TASKS TO CARRY OUT -
(a) Echo the lung screening passage word for word, from "Associations between risk-factors and LCM were" to "models for LCM18.".
(b) For each statement, say whether the lung screening passage supports it (yes or no) and quote the words that decide it: (i) Models built in one trial were externally validated in the other trial. (ii) Body-mass index was associated with increased LCM risk. (iii) In NLST, Asian race was associated with reduced LCM risk.
(c) Carry the lung screening passage forward, beginning right after its final sentence.

EXTRACT TO READ -
In this study we evaluate the causes and magnitude of heterogeneity in LC screening effectiveness using individual-level data from NELSON and NLST through comparative modelling. Traditional sub-group analyses, predictive-modelling approaches, and machine-learning are applied to evaluate the consistency of the findings across methodologies. Models are developed in both trials; models developed in one trial are externally validated in the other. We find that screening effectiveness varies across pack-years, smoking status, and sex. However, these variations are primarily explained by a greater prevalence of histologies with favourable screening effectiveness in these groups. Overall, we show that heterogeneity in lung screening effectiveness is primarily driven by histology and that relaxing smoking-related screening eligibility criteria may enhance screening effectiveness.

Results

Associations between risk-factors and LCM

Associations between risk-factors and LCM were consistent between trials (Supplementary Data 1). The first stage risk- and effect-models suggest age, personal history of cancer, current smoking, cigarettes per day and years smoked were associated with increased LCM risk (Supplementary Tables S3, S4). Female sex, body-mass index, education level, and years since smoking cessation were associated with reduced LCM risk. In NLST, COPD, emphysema, LC family history, Black race and American Indian or Alaskan Native race were associated with increased LCM risk, while Asian race and Hispanic ethnicity reduced risk. Overall, risk-factors had similar effect sizes in both trials and were consistent with risk-prediction models for LCM18.

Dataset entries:
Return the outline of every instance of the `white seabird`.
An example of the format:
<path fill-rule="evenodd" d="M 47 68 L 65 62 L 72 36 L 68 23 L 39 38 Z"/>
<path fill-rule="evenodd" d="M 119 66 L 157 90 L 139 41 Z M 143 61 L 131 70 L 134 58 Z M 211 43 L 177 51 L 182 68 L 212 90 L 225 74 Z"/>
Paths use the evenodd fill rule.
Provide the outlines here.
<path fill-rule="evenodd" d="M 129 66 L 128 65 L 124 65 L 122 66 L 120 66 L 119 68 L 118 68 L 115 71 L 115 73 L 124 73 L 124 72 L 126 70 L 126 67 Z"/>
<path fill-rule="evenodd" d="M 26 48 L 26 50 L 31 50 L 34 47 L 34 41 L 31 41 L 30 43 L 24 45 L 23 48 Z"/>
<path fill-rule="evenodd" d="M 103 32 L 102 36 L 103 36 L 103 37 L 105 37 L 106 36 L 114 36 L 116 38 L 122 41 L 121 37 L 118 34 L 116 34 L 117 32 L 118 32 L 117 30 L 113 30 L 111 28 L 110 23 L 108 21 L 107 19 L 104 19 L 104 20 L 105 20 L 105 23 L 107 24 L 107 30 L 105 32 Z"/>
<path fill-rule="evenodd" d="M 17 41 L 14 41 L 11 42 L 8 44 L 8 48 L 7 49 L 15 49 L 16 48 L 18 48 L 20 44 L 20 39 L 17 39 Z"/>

RESPONSES PER TASK -
(a)
Associations between risk-factors and LCM were consistent between trials (Supplementary Data 1). The first stage risk- and effect-models suggest age, personal history of cancer, current smoking, cigarettes per day and years smoked were associated with increased LCM risk (Supplementary Tables S3, S4). Female sex, body-mass index, education level, and years since smoking cessation were associated with reduced LCM risk. In NLST, COPD, emphysema, LC family history, Black race and American Indian or Alaskan Native race were associated with increased LCM risk, while Asian race and Hispanic ethnicity reduced risk. Overall, risk-factors had similar effect sizes in both trials and were consistent with risk-prediction models for LCM18.

(b)
(i) Yes: "models developed in one trial are externally validated in the other"
(ii) No: "Female sex, body-mass index, education level, and years since smoking cessation were associated with reduced LCM risk"
(iii) Yes: "while Asian race and Hispanic ethnicity reduced risk"

(c)
Overall screening effectiveness

Figure S1 shows relative screening effectiveness estimates for overall LCM across methods. Estimates were similar across methodologies, for both NELSON (median LCM reduction across methods: 27.2%, 95% confidence interval (CI): 10.8–40.9%) and NLST (median: 15.3%, 95% CI: 3.7–25.5%) after accounting for differences in participant characteristics between trials. This may reflect differences in trial designs, such as differences in control arms (NELSON: no screening. NLST: chest radiography screening) and number of screening rounds (NELSON: four screening rounds. NLST: three screening rounds). Relative screening effectiveness was similar across baseline risk-quintiles for all risk-prediction models (Supplementary Figs. S2S5; NELSON medians = 22.7–24.6%, NLST medians = 8.9–13.4%) and second stage risk-models (Supplementary Table S5; NELSON median = 27.4% (95% CI: 11.7–40.3%), NLST median = 15.6% (95% CI: 3.2–26.4%)). However, absolute screening benefits increased with quintile of baseline risk for all risk-prediction models (C-Outcomes Supplementary Appendix Supplementary Figs. S32S35. NELSON LCM prevented per 1000: Quintile 1 −0.92 to 2.31 to Quintile 5: 25.8–28.3, NLST LCM prevented per 1000: Quintile 1 −0.04 to 1.03 to Quintile 5: 4.83–8.12).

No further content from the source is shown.